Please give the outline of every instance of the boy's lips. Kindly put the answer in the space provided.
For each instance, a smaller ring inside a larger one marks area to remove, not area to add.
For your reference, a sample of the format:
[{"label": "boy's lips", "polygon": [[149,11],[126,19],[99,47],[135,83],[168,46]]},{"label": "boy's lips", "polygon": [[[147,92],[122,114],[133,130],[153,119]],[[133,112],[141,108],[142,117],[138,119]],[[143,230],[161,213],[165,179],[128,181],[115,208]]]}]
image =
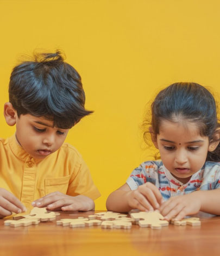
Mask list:
[{"label": "boy's lips", "polygon": [[51,150],[48,149],[39,149],[37,150],[38,153],[41,155],[48,155],[51,153]]},{"label": "boy's lips", "polygon": [[190,171],[188,168],[175,168],[177,172],[180,174],[188,173]]}]

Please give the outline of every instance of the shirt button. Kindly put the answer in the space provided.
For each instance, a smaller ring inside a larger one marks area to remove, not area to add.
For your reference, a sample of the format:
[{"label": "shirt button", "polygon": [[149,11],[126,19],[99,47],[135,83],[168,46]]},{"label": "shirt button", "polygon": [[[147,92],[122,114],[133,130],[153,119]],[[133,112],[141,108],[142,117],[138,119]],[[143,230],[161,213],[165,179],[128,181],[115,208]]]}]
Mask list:
[{"label": "shirt button", "polygon": [[33,167],[34,164],[32,162],[28,162],[28,167]]}]

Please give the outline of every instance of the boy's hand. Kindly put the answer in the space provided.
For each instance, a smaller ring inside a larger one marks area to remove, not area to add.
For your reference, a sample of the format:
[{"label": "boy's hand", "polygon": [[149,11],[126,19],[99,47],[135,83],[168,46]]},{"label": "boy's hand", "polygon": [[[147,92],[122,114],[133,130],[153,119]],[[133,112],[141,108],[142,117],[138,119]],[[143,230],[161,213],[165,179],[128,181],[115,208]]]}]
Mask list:
[{"label": "boy's hand", "polygon": [[186,215],[196,214],[201,208],[202,202],[196,192],[171,197],[159,208],[166,220],[179,221]]},{"label": "boy's hand", "polygon": [[26,211],[26,208],[13,194],[0,188],[0,218],[9,216],[12,213]]},{"label": "boy's hand", "polygon": [[160,192],[150,182],[139,186],[135,190],[128,192],[127,197],[130,207],[143,211],[158,209],[162,203]]},{"label": "boy's hand", "polygon": [[87,196],[71,196],[59,191],[50,193],[32,204],[34,207],[47,207],[50,210],[89,211],[95,208],[93,200]]}]

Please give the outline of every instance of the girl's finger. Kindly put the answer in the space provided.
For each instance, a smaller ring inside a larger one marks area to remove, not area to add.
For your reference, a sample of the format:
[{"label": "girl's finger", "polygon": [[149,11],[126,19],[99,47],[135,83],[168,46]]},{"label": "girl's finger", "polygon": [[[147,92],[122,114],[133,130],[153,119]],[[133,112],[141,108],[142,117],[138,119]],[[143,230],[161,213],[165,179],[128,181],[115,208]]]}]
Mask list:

____________

§ DO THIS:
Reproduce all of the material above verbatim, omitting the picture.

§ WRITTEN REPLY:
Please give the outline of every instance of the boy's lips. Kindly put the answer in the space provided.
For each instance, a smaller ring inside a larger one marks area to remove, not area to add.
For your reference, a sample of the format:
[{"label": "boy's lips", "polygon": [[149,11],[126,19],[99,47],[135,83],[168,46]]},{"label": "boy's lips", "polygon": [[[147,92],[122,114],[133,130],[153,119]],[[133,112],[141,108],[142,117],[138,119]],[[143,230],[161,213],[165,179],[128,181],[115,208]]]}]
image =
Mask list:
[{"label": "boy's lips", "polygon": [[51,150],[48,149],[39,149],[37,150],[38,153],[41,155],[48,155],[51,153]]},{"label": "boy's lips", "polygon": [[190,171],[188,168],[175,168],[177,172],[180,174],[188,173]]}]

Please give the outline of every instance of the shirt button. Kindly put the answer in the space provided.
For each instance, a smaller ring inside a larger one marks area to remove, not area to add.
For your reference, a sample of the format:
[{"label": "shirt button", "polygon": [[149,11],[126,19],[99,47],[135,83],[168,46]]},{"label": "shirt button", "polygon": [[[147,92],[122,114],[133,130],[153,119]],[[133,112],[141,108],[142,117],[138,119]],[[143,230],[161,213],[165,179],[128,181],[115,208]]]}]
Mask list:
[{"label": "shirt button", "polygon": [[33,167],[34,164],[32,162],[28,162],[28,167]]}]

Please give the outline of every instance of the boy's hand. Kindly put the answer in the space provided.
For each instance, a smaller ring inside a larger one marks area to remove, not area to add.
For your reference, a sample of the format:
[{"label": "boy's hand", "polygon": [[149,11],[126,19],[99,47],[135,83],[168,46]]},{"label": "boy's hand", "polygon": [[[147,92],[122,114],[133,130],[153,119]],[[133,112],[141,108],[142,117],[138,119]],[[143,230],[161,213],[165,179],[128,181],[115,208]]]}]
Mask list:
[{"label": "boy's hand", "polygon": [[186,215],[196,214],[201,208],[202,202],[196,192],[171,197],[159,208],[166,220],[179,221]]},{"label": "boy's hand", "polygon": [[26,211],[26,208],[13,194],[0,188],[0,218],[9,216],[12,213]]},{"label": "boy's hand", "polygon": [[160,192],[150,182],[139,186],[135,190],[128,192],[127,197],[130,207],[143,211],[158,209],[162,203]]},{"label": "boy's hand", "polygon": [[87,196],[71,196],[59,191],[50,193],[32,204],[34,207],[47,207],[50,210],[89,211],[95,208],[93,200]]}]

Please give the outline of every instance of the girl's finger. Kindly put the answer in the space provided.
For each instance, a smaller ring inside a larger one marks area to remove, not area to add.
For your reference, a sample of the format:
[{"label": "girl's finger", "polygon": [[149,11],[126,19],[99,47],[135,83],[168,46]]},{"label": "girl's finger", "polygon": [[[147,92],[122,114],[133,130],[153,119]],[[133,112],[141,108],[142,117],[138,119]],[[143,230],[161,213],[165,179],[128,181],[115,208]]]}]
Mask list:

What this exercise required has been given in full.